Rewrite the stretch of the listing below, from the line containing "Can you spot the grey felt" through the end of the listing, as a two-column CSV with the headers text and answer. Put each text and its answer together on one row, with each value in a quoted field and line breaks replaced by spaces.

_Input material_
_ _ _
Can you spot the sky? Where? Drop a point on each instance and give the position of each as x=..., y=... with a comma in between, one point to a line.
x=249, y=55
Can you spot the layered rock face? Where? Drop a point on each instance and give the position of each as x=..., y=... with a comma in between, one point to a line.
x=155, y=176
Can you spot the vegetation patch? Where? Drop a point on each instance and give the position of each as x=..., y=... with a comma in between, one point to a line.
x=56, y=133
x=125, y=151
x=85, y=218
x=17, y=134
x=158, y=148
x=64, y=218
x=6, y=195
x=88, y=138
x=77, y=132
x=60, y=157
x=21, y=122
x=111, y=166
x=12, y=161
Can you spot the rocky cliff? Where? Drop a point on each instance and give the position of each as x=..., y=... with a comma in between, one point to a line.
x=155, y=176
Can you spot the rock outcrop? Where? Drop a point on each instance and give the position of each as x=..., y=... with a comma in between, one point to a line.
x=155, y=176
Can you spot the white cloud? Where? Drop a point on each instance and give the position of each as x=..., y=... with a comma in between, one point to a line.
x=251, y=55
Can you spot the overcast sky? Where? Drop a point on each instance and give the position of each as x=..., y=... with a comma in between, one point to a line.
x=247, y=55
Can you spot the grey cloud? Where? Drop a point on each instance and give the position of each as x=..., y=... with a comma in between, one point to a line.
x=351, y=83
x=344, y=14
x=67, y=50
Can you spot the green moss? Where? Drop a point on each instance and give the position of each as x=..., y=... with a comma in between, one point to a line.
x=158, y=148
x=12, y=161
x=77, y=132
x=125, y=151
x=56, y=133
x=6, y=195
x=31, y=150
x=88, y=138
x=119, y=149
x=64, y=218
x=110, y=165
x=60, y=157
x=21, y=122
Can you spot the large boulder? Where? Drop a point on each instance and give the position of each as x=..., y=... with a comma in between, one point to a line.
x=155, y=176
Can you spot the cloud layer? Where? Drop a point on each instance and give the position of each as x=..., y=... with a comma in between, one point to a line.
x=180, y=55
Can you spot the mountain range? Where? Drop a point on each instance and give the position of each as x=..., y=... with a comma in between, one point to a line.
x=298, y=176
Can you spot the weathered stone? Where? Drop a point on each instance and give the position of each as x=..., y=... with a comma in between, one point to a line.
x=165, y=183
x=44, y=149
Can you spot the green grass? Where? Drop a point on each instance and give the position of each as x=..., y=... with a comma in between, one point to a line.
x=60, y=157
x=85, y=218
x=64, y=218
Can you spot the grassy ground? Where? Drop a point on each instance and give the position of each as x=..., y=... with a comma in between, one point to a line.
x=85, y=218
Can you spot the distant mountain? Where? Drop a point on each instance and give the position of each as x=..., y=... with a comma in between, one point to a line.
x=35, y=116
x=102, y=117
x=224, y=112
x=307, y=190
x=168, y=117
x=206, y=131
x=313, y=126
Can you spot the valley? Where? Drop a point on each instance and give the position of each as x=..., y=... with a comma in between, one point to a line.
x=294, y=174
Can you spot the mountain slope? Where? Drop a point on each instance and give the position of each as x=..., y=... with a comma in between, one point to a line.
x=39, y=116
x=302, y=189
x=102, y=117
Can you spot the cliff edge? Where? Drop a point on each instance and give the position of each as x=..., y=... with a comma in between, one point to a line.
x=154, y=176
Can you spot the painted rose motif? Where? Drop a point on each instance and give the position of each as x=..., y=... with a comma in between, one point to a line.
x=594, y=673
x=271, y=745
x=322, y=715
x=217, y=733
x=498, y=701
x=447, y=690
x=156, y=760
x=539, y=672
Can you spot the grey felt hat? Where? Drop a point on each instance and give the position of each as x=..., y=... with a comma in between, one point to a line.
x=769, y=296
_ _ _
_Output of the task_
text,answer
"Can you spot the grey felt hat? Where? Drop a point on each instance and give the position of each as x=..., y=... with a comma in between, one point to a line.","x=769, y=296"